> **EXTRAIT DU DOCUMENT**:
++++++++++++++++++++
La stratégie guerrière de Benyamin Nétanyahou à l’épreuve du temps
Depuis le 7 octobre, le premier ministre israélien a réaffirmé son pays comme la puissance militaire dominante de la région. Y compris au mépris du droit international. Alors que la Cour pénale internationale a émis un mandat d’arrêt contre lui, sa politique peut-elle encore perdurer ? Au lendemain des massacres du 7 octobre, l’une des pires défaillances sécuritaires d’Israël depuis la guerre de Kippour en 1973, son gouvernement s’est lancé dans une démonstration de force multiforme, visant à prouver sa suprématie militaire dans tous les domaines.
Le pays a démontré ses capacités aériennes, en adoptant une stratégie de «choc et effroi» à travers des campagnes de bombardements intensives à Gaza, où près de 70% du bâti est aujourd’hui détruit. Ces frappes, conduites à un rythme intensif, inconnu dans les opérations militaires modernes, ont été rendues possibles grâce aux algorithmes avancés Lavender, Habsora et Where’s Daddy –une première utilisation massive de l’intelligence artificielle dans un conflit.
De même, Israël a démontré sa capacité de projection militaire en frappant des cibles stratégiques à plus de 1700kilomètres, comme le port de Hodeïda, au Yémen, contre les Houthis, en juillet 2024, ou en Iran, en détruisant les batteries antiaériennes S300, laissant le territoire iranien vulnérable à toute incursion aérienne et mettant donc à découvert son programme nucléaire. À terre, les forces terrestres, appuyées par les chars Merkava, ont été déployées au sud pour reprendre le contrôle de Gaza, et au nord pour neutraliser les caches d’armes ainsi que les infrastructures stratégiques du Hezbollah.
Enfin, le renseignement : un facteur clé dans un État qui, du fait de son manque de profondeur stratégique, avait sérieusement été mis à mal par l’incapacité de prévenir l’attaque du Hamas. Les coups d’éclat des explosions des bipeurs et des talkies-walkies, de même que le ciblage d’Hassan Nasrallah à Beyrouth, illustrent le retour en force de ces capacités.
++++++++++++++++++++
> **DONNÉES EXTRAITES**:
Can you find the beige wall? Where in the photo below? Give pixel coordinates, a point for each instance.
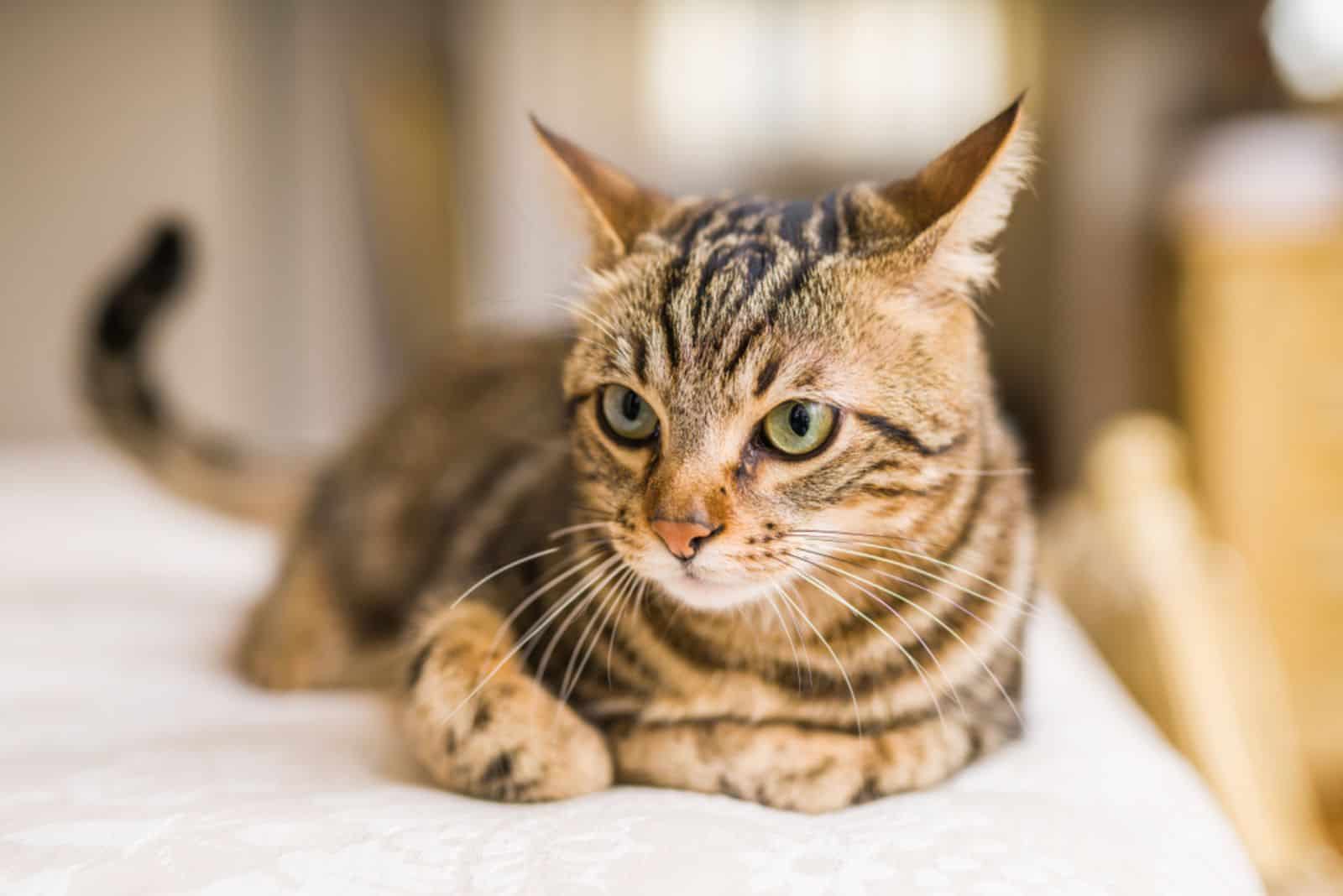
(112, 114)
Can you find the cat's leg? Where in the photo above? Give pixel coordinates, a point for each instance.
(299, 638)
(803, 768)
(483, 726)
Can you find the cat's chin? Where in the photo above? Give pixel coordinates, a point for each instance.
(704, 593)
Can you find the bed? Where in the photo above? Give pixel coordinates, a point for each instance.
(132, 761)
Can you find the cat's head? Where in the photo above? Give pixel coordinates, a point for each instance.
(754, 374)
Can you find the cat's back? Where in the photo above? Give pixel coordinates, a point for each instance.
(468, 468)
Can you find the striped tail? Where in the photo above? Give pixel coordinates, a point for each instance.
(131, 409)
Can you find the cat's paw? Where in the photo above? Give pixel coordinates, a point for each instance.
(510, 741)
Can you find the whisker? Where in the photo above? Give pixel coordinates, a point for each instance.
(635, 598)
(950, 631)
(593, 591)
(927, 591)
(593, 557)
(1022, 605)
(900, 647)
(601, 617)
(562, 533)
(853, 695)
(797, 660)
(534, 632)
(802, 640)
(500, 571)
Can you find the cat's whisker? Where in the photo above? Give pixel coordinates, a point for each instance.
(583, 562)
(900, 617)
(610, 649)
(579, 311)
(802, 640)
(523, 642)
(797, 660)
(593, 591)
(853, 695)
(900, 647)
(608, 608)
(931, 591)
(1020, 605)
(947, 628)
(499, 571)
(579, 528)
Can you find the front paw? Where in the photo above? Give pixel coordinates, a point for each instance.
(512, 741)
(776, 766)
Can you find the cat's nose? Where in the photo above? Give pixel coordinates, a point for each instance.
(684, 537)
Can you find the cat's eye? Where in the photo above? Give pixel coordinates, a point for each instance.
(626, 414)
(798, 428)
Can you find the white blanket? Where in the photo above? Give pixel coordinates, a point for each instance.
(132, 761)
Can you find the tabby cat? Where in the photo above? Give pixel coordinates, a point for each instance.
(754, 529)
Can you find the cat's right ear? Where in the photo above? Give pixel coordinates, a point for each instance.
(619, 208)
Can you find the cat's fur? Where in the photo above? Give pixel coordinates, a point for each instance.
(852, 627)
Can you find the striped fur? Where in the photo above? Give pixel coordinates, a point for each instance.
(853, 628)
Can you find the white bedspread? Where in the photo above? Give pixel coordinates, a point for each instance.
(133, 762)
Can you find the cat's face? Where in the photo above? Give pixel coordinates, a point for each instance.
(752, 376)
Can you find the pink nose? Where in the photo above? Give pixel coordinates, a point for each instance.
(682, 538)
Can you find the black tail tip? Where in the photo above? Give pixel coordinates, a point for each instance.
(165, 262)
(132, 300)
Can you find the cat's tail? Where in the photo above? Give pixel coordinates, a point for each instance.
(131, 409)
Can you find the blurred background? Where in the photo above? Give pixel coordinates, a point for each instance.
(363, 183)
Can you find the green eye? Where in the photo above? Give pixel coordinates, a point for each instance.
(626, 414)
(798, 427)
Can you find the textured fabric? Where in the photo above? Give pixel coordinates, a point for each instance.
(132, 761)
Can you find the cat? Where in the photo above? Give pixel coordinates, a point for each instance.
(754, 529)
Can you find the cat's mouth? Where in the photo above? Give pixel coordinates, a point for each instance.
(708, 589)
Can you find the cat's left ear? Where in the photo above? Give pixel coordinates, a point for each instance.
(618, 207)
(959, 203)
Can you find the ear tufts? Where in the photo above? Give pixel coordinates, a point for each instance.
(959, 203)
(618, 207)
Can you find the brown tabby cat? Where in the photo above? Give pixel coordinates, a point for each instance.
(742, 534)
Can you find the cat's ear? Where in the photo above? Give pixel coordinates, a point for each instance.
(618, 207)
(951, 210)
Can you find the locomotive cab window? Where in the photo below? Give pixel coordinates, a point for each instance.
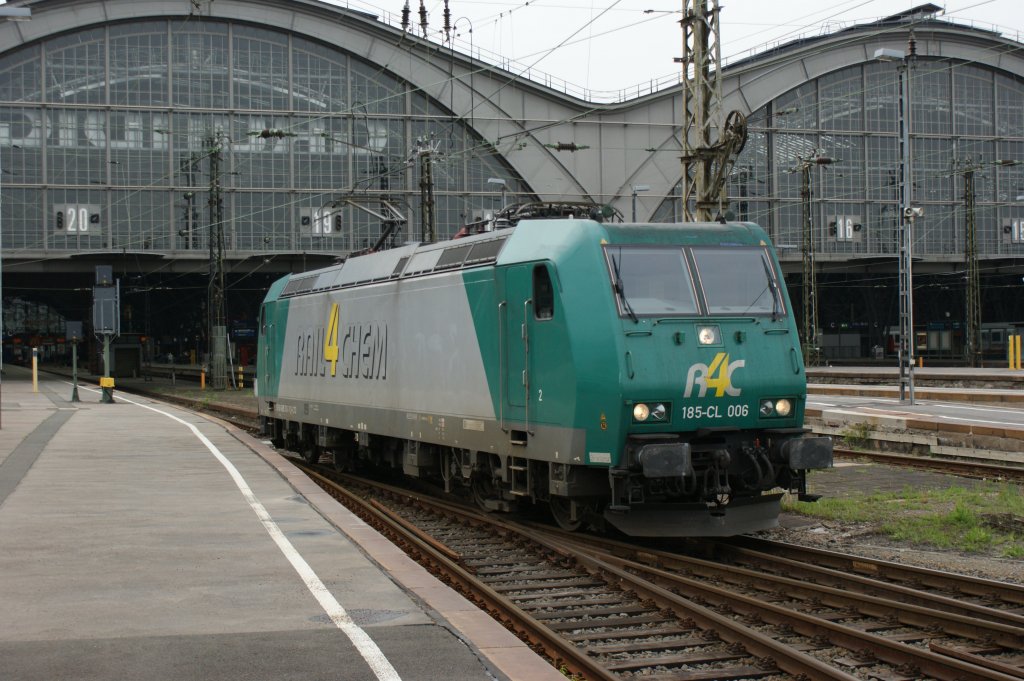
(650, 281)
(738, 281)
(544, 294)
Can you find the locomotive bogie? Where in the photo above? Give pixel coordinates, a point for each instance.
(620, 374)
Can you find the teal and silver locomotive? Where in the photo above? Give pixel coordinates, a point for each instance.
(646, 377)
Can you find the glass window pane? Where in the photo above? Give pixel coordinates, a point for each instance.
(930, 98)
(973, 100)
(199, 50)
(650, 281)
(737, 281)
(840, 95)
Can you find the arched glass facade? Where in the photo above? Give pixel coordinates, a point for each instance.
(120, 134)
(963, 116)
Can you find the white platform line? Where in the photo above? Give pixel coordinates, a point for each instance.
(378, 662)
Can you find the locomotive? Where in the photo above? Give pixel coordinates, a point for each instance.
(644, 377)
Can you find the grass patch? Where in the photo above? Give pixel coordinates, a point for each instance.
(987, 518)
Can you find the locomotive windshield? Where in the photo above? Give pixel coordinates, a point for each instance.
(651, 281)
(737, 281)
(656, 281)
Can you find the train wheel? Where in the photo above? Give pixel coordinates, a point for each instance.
++++++++++++++++++++
> **CONSIGNE A**: Dressez la liste des algorithmes d'intelligence artificielle que l'article sur la stratégie de Benyamin Nétanyahou associe aux frappes sur Gaza.
> **CONSIGNE B**: D'après l'article sur la stratégie de Benyamin Nétanyahou, en quoi la destruction des batteries antiaériennes S300 met-elle à découvert le programme nucléaire iranien ? Répondez en une à trois phrases.
> **CONSIGNE C**: Rédigez la suite de l'article sur la stratégie guerrière de Benyamin Nétanyahou à partir de sa dernière phrase.

> **RÉPONSE A**:
Lavender
Habsora
Where's Daddy

> **RÉPONSE B**: En détruisant les batteries antiaériennes S300, Israël a laissé le territoire iranien vulnérable à toute incursion aérienne. Privé de cette défense, l'Iran ne peut plus protéger son programme nucléaire, qui se trouve donc à découvert.

> **RÉPONSE C**:
La résilience israélienne mise à l’épreuve
Malgré ces succès tactiques, des doutes subsistent quant à la capacité d’Israël à soutenir cet effort militaire sur le long terme, notamment si ses opérations militaires se transforment en une guerre d’attrition («d’usure»). C’est cette considération qui avait conduit au retrait israélien de Gaza sous Ariel Sharon en 2005. Les pertes militaires s’élèvent à 376 soldat·es et 5 404 blessé·es. L’armée israélienne rencontre également des difficultés à régénérer ses forces, d’où le débat sur la conscription des ultraorthodoxes, exempts de service militaire depuis 1948. Alors qu’ils étaient seulement 400 étudiants à l’époque, ils sont aujourd’hui 66000, ce qui crée une réserve de recrues dont l’armée pourrait avoir besoin, dans un contexte où, après un an de guerre, de nombreux réservistes hésitent à répondre à l’appel, obligeant Israël à maquiller les chiffres en proposant des formes de service partiel pour maintenir l’illusion d’une mobilisation continue.
69 200 habitants ont quitté Israël pendant les six premiers mois de 2024
À ces défis militaires s’ajoute la question de la résilience économique de l’État après plus d’un an de guerre. Fin septembre, l’agence de notation Moody’s a abaissé la note d’Israël, pour la deuxième fois en 2024, de A2 à Baa1, et l’a assortie d’une perspective négative, signalant ainsi qu’elle envisageait de l’abaisser de nouveau à court terme. La guerre pèse sur les exportations et les investissements, entraînant une inflation. En outre, les perturbations liées au conflit pèsent sur la vie quotidienne du pays: lors des alertes, les commerces ferment, les cours dans les écoles sont fréquemment interrompus. Cependant, Israël a pour lui un atout de taille: une croissance démographique impressionnante. Le Bureau central des statistiques a récemment annoncé que le pays compte désormais 10 millions d’habitant·es. Ce chiffre contraste fortement avec la tendance au vieillissement démographique observée dans d’autres régions, notamment en Europe.
Cet optimisme démographique est toutefois tempéré par la vague de départs, les yeridot (descente, en opposition à l’alya, immigration juive en Israël). Depuis 2021, les départs d’Israéliens augmentent fortement, passant de 38 000 en 2022 à 55 300 en 2023, puis à 69 200 sur le seul premier semestre 2024. Parallèlement, les nouvelles arrivées chutent de 42 % en 2024, selon l’Agence juive.
Les deux piliers de la «stratégie Nétanyahou»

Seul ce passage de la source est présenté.